Items start

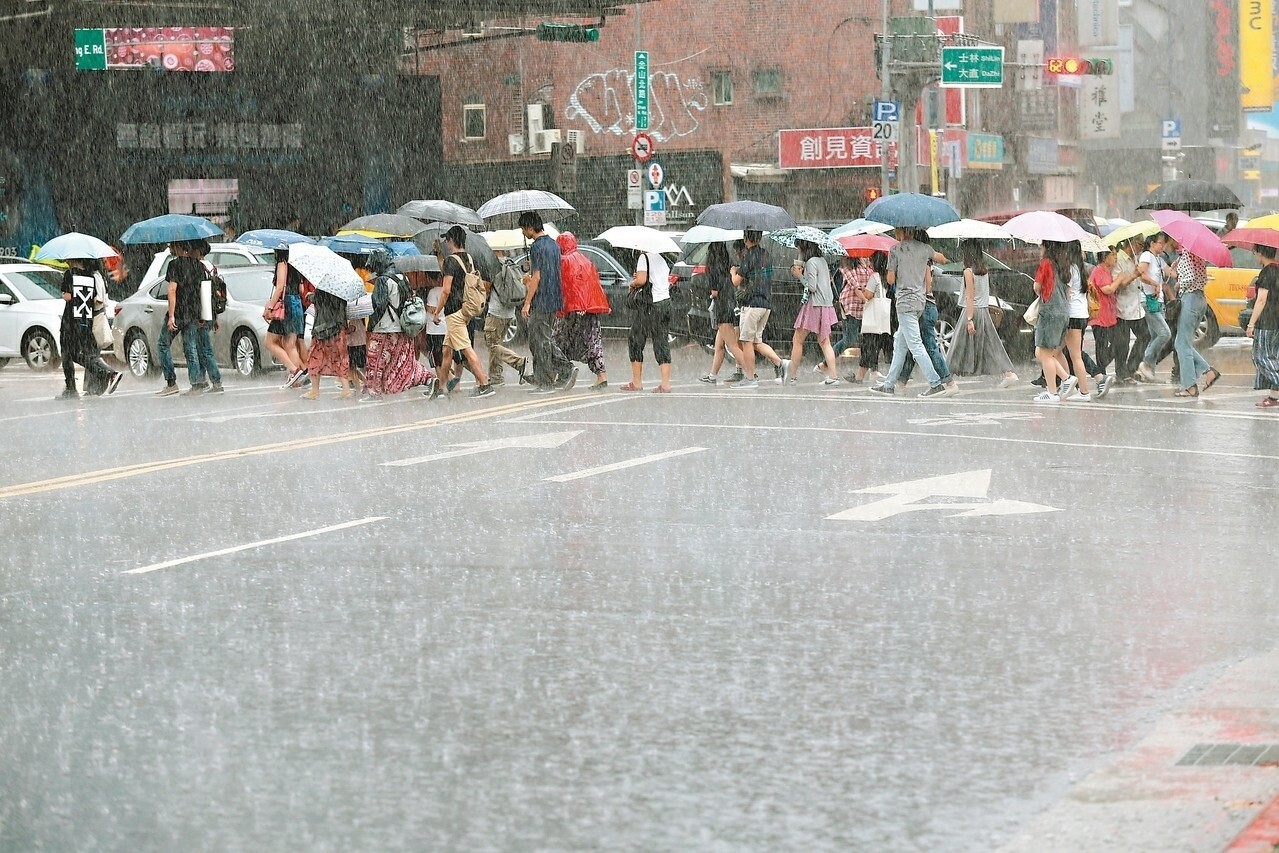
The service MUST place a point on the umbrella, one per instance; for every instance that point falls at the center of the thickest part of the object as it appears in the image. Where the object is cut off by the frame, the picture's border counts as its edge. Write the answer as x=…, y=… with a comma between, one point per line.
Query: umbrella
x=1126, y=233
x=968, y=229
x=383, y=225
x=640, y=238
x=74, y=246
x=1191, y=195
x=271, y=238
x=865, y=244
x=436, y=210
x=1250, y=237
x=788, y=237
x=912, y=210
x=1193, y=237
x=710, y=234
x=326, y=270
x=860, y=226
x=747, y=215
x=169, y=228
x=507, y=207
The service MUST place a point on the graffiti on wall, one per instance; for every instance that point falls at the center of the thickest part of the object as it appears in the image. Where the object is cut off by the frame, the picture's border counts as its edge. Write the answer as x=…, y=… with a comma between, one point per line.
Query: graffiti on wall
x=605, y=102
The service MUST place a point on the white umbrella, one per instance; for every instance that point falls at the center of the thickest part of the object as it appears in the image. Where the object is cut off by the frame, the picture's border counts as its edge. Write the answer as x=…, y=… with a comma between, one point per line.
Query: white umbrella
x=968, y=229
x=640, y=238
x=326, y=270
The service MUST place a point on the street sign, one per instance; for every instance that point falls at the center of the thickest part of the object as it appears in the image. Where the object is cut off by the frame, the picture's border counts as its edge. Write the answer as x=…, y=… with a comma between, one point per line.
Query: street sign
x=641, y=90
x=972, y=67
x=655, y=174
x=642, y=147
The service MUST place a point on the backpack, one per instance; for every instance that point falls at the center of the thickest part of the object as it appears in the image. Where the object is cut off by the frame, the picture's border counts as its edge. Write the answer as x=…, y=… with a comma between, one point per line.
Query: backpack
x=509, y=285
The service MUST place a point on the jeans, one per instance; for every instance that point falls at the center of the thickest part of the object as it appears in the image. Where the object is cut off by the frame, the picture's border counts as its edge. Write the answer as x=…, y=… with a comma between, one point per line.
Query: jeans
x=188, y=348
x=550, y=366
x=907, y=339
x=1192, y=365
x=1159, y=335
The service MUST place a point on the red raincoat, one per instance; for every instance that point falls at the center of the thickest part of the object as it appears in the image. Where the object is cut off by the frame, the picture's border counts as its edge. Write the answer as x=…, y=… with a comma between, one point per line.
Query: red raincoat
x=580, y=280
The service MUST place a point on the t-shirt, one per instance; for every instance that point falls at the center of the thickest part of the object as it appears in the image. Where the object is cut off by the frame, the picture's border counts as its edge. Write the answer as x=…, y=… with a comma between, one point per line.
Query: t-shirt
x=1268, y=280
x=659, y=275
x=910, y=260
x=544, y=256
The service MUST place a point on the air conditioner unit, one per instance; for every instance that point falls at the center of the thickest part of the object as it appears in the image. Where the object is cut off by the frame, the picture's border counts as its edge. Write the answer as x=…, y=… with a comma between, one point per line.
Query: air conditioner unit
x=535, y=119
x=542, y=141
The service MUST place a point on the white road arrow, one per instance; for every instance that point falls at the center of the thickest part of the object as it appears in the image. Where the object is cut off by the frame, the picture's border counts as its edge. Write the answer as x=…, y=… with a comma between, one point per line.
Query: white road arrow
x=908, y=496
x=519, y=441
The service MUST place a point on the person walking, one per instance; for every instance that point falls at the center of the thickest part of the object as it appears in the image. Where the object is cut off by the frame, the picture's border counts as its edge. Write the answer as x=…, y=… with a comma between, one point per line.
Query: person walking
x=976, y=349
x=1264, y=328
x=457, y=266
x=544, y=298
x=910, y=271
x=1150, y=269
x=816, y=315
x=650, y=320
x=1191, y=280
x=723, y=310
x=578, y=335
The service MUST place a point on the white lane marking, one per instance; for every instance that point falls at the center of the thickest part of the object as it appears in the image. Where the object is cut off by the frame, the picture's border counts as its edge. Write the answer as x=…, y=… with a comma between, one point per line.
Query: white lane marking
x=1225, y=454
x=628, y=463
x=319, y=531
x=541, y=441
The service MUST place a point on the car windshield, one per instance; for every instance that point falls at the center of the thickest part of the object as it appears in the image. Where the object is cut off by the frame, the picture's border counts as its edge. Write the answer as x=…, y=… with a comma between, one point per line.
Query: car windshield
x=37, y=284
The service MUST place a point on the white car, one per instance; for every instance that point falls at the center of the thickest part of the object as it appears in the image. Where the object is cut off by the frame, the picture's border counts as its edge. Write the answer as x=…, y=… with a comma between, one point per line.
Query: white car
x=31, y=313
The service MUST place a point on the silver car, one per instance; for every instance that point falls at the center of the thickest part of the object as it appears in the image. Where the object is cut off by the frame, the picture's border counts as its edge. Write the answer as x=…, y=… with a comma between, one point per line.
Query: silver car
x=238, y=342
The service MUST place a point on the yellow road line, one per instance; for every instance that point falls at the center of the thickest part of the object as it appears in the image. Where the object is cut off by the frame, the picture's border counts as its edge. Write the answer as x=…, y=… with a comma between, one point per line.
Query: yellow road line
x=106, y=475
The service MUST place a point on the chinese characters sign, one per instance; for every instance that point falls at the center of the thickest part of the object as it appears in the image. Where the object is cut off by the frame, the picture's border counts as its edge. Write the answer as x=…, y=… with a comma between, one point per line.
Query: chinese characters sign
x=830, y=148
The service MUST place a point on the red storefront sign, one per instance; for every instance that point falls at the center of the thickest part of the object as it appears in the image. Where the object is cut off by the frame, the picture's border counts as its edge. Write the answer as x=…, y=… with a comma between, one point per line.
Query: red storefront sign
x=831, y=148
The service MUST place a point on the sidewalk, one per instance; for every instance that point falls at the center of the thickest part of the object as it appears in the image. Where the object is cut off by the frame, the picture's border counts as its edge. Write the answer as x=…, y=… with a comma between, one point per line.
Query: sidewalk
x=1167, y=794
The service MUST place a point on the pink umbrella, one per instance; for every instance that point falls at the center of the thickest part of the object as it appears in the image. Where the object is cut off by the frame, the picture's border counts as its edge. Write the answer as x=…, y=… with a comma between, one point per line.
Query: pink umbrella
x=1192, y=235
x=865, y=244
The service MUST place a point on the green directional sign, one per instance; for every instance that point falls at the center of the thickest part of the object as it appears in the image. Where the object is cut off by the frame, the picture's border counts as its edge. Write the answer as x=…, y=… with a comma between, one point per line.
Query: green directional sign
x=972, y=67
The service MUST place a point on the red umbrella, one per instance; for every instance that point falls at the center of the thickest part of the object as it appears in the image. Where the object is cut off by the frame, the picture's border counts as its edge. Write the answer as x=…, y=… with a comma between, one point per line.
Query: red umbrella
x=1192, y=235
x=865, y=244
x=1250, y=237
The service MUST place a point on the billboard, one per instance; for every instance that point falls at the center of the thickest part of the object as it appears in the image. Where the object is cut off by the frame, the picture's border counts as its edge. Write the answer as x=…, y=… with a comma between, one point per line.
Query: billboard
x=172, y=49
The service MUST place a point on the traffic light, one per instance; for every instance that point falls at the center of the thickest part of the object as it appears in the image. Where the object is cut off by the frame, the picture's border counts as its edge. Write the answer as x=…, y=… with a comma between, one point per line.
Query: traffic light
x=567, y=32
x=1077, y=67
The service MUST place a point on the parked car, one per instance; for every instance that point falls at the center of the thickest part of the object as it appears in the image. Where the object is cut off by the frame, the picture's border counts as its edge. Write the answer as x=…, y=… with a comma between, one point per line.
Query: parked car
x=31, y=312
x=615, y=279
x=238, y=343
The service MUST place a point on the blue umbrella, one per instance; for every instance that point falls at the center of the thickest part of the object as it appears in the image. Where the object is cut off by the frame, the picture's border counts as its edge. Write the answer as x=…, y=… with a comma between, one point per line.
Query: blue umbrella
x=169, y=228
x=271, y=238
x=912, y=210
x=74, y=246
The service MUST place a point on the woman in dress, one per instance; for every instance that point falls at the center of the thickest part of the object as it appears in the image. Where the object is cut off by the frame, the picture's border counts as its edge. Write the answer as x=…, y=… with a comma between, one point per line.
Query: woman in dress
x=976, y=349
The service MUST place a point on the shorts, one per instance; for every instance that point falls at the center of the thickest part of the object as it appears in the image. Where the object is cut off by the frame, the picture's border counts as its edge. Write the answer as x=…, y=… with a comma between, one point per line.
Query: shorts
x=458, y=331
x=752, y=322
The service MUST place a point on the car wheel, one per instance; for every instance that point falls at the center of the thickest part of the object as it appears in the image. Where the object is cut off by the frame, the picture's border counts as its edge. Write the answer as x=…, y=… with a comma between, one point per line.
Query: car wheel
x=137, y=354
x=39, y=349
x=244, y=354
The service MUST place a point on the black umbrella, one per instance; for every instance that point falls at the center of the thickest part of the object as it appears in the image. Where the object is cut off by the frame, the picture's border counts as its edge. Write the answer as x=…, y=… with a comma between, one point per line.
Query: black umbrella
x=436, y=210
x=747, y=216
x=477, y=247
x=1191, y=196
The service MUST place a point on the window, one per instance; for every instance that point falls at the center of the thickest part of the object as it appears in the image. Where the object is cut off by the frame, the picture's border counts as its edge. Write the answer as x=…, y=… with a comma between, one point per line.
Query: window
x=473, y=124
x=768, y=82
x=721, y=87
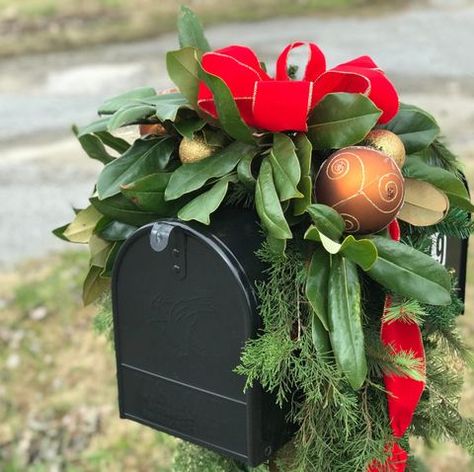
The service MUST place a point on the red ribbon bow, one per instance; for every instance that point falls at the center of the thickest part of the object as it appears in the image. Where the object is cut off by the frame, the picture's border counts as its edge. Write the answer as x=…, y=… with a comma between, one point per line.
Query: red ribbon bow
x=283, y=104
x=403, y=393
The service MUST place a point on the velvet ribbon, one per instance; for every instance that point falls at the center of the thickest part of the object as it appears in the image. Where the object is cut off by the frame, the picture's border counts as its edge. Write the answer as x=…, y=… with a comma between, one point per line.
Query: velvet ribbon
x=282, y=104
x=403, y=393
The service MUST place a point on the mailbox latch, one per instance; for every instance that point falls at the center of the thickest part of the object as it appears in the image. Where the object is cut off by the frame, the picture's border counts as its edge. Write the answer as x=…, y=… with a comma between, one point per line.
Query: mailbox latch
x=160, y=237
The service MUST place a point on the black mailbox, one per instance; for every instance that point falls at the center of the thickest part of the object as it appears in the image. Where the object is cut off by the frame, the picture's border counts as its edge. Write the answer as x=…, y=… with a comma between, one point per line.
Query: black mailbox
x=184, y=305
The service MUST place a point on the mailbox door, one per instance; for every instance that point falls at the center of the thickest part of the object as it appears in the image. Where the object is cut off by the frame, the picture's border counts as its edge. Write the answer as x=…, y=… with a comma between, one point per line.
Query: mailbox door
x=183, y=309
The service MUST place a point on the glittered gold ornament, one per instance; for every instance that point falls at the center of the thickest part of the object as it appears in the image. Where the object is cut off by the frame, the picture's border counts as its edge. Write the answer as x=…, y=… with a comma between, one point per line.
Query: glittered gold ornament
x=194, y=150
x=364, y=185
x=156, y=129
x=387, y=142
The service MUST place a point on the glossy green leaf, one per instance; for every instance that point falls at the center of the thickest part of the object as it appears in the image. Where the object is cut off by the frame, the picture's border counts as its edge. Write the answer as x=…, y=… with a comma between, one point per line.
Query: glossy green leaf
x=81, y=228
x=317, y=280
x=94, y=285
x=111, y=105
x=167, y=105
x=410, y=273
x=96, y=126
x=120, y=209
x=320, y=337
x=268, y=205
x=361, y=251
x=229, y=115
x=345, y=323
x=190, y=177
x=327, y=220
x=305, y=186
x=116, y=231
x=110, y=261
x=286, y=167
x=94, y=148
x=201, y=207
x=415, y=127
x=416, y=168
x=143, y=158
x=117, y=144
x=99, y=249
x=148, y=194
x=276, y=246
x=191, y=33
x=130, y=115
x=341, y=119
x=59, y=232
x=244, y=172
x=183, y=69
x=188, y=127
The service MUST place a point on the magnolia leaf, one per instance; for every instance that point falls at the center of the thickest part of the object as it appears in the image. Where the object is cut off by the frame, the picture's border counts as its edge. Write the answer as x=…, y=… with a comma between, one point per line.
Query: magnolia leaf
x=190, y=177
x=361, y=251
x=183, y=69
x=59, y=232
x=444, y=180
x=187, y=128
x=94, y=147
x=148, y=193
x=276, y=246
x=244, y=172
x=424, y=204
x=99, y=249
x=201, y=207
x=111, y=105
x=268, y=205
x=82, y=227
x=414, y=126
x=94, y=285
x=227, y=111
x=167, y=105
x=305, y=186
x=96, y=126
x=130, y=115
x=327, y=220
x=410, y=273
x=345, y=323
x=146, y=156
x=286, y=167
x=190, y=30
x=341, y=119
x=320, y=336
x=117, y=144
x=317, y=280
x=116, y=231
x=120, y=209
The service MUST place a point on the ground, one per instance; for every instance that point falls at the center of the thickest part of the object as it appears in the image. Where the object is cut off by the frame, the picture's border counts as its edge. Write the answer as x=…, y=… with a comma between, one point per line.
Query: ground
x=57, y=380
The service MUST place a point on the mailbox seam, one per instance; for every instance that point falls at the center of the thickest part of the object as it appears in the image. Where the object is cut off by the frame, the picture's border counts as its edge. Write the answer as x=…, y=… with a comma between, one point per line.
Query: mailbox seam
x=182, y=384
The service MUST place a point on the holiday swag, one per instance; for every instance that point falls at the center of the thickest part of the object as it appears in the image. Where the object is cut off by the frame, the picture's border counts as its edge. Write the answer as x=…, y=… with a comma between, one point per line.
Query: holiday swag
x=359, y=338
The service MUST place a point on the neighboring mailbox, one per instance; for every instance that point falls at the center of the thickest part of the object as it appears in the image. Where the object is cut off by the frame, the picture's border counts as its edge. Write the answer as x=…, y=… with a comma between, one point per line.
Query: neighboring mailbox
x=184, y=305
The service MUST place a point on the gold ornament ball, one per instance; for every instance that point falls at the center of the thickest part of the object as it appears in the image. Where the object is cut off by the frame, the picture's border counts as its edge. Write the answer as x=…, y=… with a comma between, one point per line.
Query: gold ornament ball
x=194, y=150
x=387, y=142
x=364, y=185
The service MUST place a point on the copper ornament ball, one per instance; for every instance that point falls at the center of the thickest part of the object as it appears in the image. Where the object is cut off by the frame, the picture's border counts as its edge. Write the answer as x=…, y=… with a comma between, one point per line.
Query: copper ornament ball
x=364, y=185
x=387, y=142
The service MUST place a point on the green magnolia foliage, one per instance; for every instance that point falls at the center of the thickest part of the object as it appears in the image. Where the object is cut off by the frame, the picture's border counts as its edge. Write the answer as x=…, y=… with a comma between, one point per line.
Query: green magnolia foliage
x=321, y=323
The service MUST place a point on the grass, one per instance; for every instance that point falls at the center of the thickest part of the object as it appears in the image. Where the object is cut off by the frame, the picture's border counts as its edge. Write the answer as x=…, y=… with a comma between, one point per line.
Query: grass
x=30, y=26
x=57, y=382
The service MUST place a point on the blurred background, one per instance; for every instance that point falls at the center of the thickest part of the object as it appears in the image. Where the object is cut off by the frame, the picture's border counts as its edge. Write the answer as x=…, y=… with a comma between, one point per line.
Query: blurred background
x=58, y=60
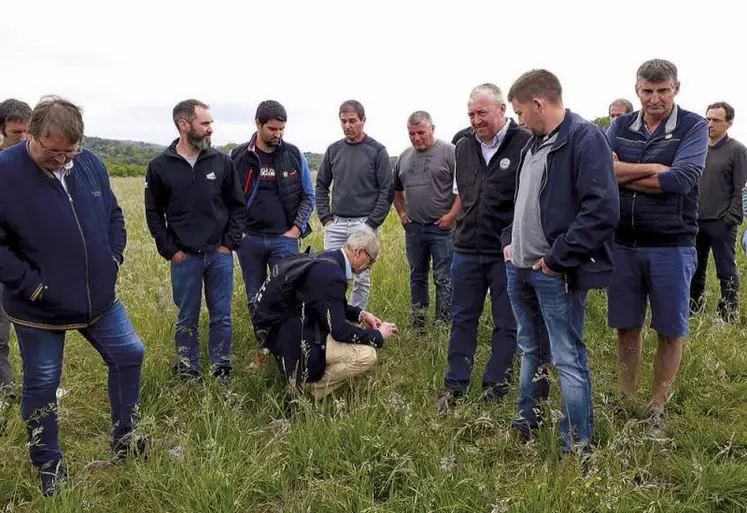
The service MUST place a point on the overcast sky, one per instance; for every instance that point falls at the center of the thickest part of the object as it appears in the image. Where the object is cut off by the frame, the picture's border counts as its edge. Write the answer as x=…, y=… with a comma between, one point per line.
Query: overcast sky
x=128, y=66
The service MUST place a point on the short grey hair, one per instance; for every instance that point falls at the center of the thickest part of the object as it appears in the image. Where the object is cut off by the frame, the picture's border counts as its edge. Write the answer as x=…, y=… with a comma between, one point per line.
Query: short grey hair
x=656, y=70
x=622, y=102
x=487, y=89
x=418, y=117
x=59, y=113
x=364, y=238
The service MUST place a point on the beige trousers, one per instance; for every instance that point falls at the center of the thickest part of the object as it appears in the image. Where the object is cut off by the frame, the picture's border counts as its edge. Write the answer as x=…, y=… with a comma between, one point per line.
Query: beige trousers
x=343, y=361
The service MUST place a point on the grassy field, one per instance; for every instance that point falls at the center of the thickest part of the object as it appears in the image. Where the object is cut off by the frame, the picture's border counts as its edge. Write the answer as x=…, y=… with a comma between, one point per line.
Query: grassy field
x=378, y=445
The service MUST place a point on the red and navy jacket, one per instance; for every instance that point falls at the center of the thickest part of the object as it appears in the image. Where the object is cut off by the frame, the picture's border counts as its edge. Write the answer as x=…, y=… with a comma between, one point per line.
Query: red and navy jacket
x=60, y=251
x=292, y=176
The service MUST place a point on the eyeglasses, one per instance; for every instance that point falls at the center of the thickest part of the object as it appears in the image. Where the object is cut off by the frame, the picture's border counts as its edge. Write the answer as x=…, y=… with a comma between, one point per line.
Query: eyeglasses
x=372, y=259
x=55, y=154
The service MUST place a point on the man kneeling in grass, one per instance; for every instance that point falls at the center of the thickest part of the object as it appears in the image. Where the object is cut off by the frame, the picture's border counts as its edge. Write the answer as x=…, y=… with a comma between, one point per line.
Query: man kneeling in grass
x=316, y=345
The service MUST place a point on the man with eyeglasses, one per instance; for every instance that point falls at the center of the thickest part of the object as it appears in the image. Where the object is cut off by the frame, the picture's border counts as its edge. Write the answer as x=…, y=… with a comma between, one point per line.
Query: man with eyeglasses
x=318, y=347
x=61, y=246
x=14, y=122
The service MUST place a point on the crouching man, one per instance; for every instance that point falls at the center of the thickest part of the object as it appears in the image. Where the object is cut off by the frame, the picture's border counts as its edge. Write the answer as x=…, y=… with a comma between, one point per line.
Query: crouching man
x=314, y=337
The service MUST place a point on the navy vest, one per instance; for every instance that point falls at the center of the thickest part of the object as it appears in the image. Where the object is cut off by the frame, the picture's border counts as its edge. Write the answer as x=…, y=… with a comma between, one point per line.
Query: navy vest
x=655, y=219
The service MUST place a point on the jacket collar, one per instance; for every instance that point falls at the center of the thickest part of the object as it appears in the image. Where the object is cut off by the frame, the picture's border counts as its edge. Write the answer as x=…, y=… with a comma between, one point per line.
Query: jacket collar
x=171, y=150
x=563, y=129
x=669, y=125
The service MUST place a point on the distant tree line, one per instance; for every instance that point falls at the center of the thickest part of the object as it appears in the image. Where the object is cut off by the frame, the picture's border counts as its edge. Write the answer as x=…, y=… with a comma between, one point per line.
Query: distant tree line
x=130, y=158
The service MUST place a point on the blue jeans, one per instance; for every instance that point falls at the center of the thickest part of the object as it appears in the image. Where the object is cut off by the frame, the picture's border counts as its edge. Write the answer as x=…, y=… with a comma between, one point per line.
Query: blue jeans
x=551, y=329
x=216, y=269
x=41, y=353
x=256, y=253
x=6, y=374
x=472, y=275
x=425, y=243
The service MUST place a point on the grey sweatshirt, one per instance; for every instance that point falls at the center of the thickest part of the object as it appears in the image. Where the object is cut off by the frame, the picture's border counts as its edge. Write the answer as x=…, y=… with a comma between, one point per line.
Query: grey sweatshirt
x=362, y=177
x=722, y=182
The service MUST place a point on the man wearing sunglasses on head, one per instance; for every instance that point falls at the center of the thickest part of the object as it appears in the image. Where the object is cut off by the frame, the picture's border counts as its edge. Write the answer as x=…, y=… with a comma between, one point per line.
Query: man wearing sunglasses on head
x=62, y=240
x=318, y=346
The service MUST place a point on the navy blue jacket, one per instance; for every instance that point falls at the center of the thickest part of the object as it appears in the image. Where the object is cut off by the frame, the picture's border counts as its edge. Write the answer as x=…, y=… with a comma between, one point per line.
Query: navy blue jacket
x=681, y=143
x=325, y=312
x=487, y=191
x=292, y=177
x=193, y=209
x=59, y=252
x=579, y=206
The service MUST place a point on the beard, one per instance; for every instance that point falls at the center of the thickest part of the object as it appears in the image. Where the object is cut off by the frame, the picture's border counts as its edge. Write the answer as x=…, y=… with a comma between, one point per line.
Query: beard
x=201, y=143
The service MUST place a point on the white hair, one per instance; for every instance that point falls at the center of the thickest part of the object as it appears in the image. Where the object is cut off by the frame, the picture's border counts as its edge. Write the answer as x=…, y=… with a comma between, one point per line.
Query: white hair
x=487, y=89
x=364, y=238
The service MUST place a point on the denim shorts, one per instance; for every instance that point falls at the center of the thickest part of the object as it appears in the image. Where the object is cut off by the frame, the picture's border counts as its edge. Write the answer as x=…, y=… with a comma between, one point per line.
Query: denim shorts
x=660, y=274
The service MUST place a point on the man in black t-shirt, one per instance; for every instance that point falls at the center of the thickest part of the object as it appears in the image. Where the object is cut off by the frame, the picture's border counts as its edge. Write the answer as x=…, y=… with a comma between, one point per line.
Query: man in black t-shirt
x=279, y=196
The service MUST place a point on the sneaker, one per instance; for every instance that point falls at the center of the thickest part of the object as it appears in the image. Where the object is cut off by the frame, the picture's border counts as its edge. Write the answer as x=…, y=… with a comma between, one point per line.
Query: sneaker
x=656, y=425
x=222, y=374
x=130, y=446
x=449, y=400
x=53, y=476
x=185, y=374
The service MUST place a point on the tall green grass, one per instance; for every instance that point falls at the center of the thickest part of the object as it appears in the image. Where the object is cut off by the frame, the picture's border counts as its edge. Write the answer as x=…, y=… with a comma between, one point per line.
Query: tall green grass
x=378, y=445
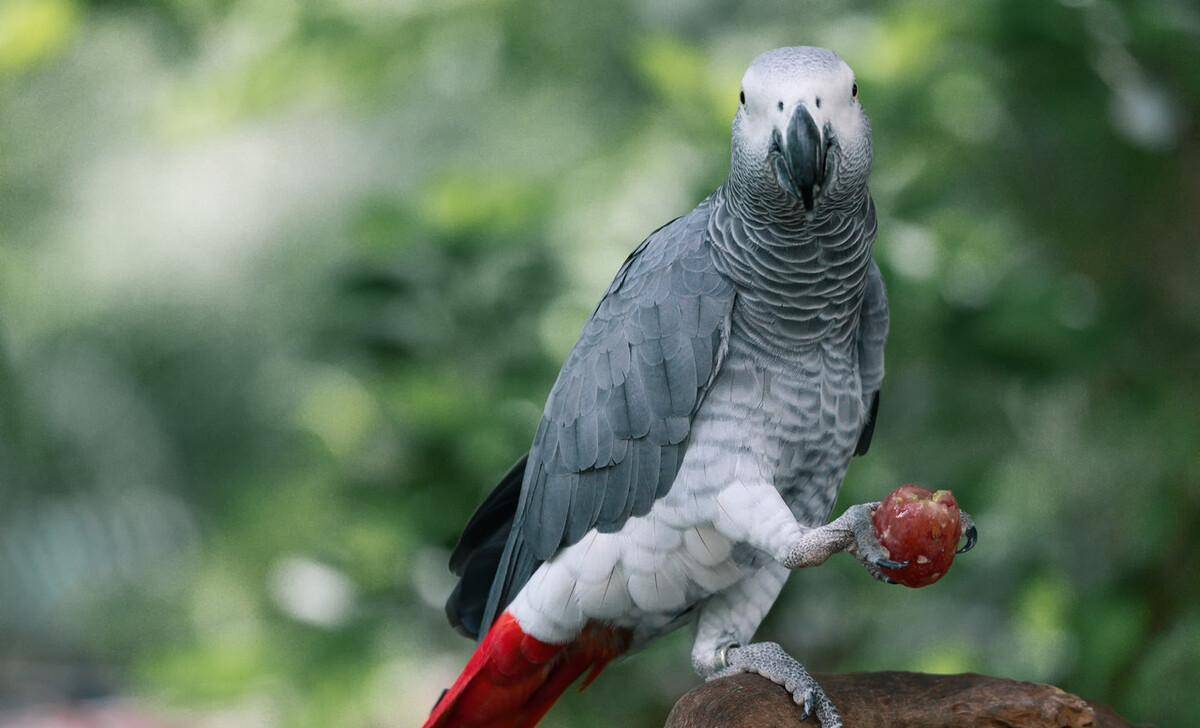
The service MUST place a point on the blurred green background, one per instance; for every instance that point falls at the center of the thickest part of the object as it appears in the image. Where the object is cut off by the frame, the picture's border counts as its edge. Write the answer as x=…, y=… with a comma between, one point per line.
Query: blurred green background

Items end

» **Written request**:
Convert the part of the listing that opens with the line containing "The service MUST place a point on the short grey" and closes with the line containing "x=292, y=176" into a numbered list, dropping any blank lines.

» **Completed exercise**:
1. The service MUST place a point on the short grey hair, one per instance; for every instance that point falls at the center of the thickest part of the object as it appears in the image. Where the object is cut off by the frame, the picture's border counts as its edge. Write the answer as x=…, y=… with a comma between, one point per line.
2. Query: short grey hair
3. x=656, y=70
4. x=622, y=102
5. x=487, y=89
6. x=418, y=117
7. x=59, y=113
8. x=364, y=238
9. The service MUST place a point on the beige trousers, one per instance; for every instance that point falls at the center of the thickest part of the object as it appears in the image. Where the object is cut off by the frame, the picture's border counts as its edge. Write the answer as x=…, y=… with a comma between, one point per line.
10. Query: beige trousers
11. x=343, y=361
12. The service MUST place a point on the grassy field, one per instance; for every instance that point falls at the center of the thickest part of the object as it appears in the image. Where the object is cut off by the frame, the picture's border counts as its edge. Write the answer as x=…, y=… with a comma between, one point per line.
13. Query: grassy field
14. x=378, y=445
15. The service MUST place a point on the red and navy jacket, one per instance; for every instance that point falls at the center of the thickest part of the object as it appears in the image. Where the object is cut off by the frame, the picture's border counts as its edge. Write the answer as x=…, y=… with a comma between, one point per line.
16. Query: red and navy jacket
17. x=60, y=251
18. x=292, y=176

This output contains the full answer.